WHAT TO WORK ON | Rewrite every one of the records below as a numbered list, one line per entry, leaving out any blank lines.

RECORDS FOR PROCESSING |
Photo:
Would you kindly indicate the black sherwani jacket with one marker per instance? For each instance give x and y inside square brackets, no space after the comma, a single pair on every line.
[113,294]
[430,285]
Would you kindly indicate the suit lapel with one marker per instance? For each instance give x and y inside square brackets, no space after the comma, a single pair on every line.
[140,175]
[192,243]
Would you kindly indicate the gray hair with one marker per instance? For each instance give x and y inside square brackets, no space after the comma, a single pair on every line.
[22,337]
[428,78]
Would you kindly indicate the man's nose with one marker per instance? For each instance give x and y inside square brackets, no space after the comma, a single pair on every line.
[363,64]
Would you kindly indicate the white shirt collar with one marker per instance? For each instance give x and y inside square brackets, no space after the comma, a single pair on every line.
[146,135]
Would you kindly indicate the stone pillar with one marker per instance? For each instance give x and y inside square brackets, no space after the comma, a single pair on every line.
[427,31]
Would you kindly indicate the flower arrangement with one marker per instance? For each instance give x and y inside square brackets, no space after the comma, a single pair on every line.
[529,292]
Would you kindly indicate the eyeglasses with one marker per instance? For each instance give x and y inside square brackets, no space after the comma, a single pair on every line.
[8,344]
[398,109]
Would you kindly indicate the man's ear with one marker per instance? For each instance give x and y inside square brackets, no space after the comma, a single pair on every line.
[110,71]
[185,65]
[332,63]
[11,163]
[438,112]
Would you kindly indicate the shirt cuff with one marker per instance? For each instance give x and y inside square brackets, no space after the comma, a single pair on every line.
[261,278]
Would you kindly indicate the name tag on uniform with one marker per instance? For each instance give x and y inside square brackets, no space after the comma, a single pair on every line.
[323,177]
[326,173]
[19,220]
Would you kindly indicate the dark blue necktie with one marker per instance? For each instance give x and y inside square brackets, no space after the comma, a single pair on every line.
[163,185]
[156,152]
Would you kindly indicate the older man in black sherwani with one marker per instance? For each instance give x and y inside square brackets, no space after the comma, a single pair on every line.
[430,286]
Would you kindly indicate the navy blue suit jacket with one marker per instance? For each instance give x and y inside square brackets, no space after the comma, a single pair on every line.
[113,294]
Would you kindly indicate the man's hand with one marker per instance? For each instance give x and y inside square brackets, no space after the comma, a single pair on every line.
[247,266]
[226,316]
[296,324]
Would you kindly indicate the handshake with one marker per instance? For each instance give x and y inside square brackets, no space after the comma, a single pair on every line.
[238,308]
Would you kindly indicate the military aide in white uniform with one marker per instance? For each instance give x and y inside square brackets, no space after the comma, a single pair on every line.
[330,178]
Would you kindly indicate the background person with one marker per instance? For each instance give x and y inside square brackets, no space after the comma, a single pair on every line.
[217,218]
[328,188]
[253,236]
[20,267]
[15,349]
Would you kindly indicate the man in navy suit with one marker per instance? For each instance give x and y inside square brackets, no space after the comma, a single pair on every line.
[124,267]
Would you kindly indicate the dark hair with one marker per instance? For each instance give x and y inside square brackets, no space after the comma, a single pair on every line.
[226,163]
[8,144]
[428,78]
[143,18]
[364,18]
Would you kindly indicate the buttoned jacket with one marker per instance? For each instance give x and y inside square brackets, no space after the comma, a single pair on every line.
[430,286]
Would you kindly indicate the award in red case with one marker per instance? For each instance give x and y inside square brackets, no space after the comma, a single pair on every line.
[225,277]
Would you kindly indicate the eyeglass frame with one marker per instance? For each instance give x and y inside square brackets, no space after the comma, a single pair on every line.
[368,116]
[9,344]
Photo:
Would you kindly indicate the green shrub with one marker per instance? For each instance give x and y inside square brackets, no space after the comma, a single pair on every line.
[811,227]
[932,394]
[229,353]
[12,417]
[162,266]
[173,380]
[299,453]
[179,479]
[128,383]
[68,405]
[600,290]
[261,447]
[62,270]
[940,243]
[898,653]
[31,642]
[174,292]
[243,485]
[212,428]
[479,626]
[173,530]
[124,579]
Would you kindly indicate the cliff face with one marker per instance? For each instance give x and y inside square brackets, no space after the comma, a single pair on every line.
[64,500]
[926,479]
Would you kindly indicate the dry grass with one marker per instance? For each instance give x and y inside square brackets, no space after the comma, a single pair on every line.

REPLY TO THE TASK |
1. Photo:
2. Would you kindly indicate the black sherwani jacket with one marker per instance? For each instance give x and y inside square brackets, no space after the comma, a single pair on every line.
3. [113,294]
4. [430,285]
5. Would you kindly indicate the suit lapel with one marker per instance? For each instance give x and y inside square brackets, no space after the comma, a single pair on every line.
6. [140,175]
7. [192,243]
8. Would you kindly indicate the gray hair with one marker per instance? For each instance give x and y inside square brackets, no space after the comma, a single pair on every line.
9. [22,337]
10. [428,78]
11. Would you kindly indicate the man's nose with one marker per instance? For each instance give x and y inside square brackets, no space after the comma, a single pair on every line.
12. [363,64]
13. Would you kindly indicate the white shirt collar with one marker per instance? For each instance give x and y inside square brackets, no space after the comma, a single pair on every line.
14. [146,135]
15. Would you kindly indicate the stone pillar with one marker per instance? For each instance give x and y inside square brackets, no space after the comma, a single pair on every line.
16. [427,31]
17. Would you kindly indicate the flower arrangement with one marker per instance? For each instance give x and y inside square brackets, no space after the comma, a single pair on every line.
18. [529,292]
19. Would you kindly indicate the eyeglasses with one marker per instance? For each instance give x and y inside square brackets, no space after the comma, a single pair on every line.
20. [8,344]
21. [398,109]
22. Would you kindly indicate the man's ear with one marker per instance? For each instance give x and y inside square brackets, no space after the comma, a single pair on every line.
23. [110,71]
24. [185,65]
25. [332,63]
26. [11,163]
27. [438,112]
28. Would you kindly indicate the shirt cuff with one marker per instance? For each instance give x and y inside square brackets, no space after the comma, a single pair on every line.
29. [261,278]
30. Would you kindly indicate the name tag on uniform with one marker per instance? For each instance give x and y inside square brackets, no space after the comma, a single pair on every line.
31. [323,177]
32. [326,173]
33. [19,220]
34. Would you kindly indicate the dark blue necktie with one marker per instance? For each instance give x and y inside square brackets, no space after the comma, a single pair on every line.
35. [163,185]
36. [156,152]
37. Would you kindly indicate the older man in black sherwani with one marker per instance? For each instance give x and y inside square brackets, no space after the comma, a single pair on every line.
38. [430,286]
39. Would you kindly indicate the navy blue suit jacket with one marker per instance? For each instance give x and y inside square brackets, no space after the comma, a single pair on every line.
40. [113,294]
41. Would you kindly indicate the man's hand with one marker per instance? For each instance give x and y inside square brackets, no space after the comma, a single pair on every line.
42. [247,266]
43. [226,316]
44. [296,324]
45. Would you kindly indicate the handshake with one marker per instance? For each instance give x and y inside square brackets, no space after the comma, a single pair on every line.
46. [238,308]
47. Would you kindly indicate the military aide in white uniform with one marker per instance? For each instance give x and y inside square brackets, no space after the comma, a single pair on every line.
48. [330,178]
49. Would you kindly indicate the background person with one marker per instance? For each instance give x and y inside square brackets, no space after the comma, a single pair on every line.
50. [217,218]
51. [328,188]
52. [253,236]
53. [20,267]
54. [15,349]
55. Would you kindly indicate the man in navy suit with one marker per instance? For each instance give x and y inside square brackets, no space after the comma, a single pair on every line.
56. [124,267]
57. Would you kindly indicate the dark hair with one marker per instance? For each instance give x and y inside square brackets, no space after the comma, a single pair on every line.
58. [226,163]
59. [8,144]
60. [428,78]
61. [143,18]
62. [364,18]
63. Would you kindly indicate the buttoned jacket with one marker per instance? For each instance give x and y inside square brackets, no space after the comma, a single pair on every line.
64. [430,286]
65. Would you kindly indicate the award in red case with one marker per instance? For each instance give x and y inside square brackets, no space after the comma, a single pair on every line.
66. [225,277]
67. Would you kindly indicate the eyeglass frame with one marker per instance? For each instance give x and y inside square brackets, no space after the comma, a single pair on every line.
68. [368,116]
69. [9,344]
70. Photo:
71. Would you kindly indicate the green shrub with one marker per instance? For each instance give x and y inside square brackets, no space after the comma, a single pair on every line.
72. [811,227]
73. [932,394]
74. [229,353]
75. [12,417]
76. [162,266]
77. [173,380]
78. [299,453]
79. [179,479]
80. [128,383]
81. [68,405]
82. [600,290]
83. [261,447]
84. [62,270]
85. [940,243]
86. [898,653]
87. [31,642]
88. [174,292]
89. [243,485]
90. [212,428]
91. [479,626]
92. [173,530]
93. [124,579]
94. Would you kindly indicate the cliff face with one marker per instance? For each instance give x and y inside square brackets, no space after the comma, a single pair on every line.
95. [64,500]
96. [926,479]
97. Would you kindly indicate the dry grass with one marker per instance? For each instance give x and y inside square brackets, no space after the comma, a single pair on every line.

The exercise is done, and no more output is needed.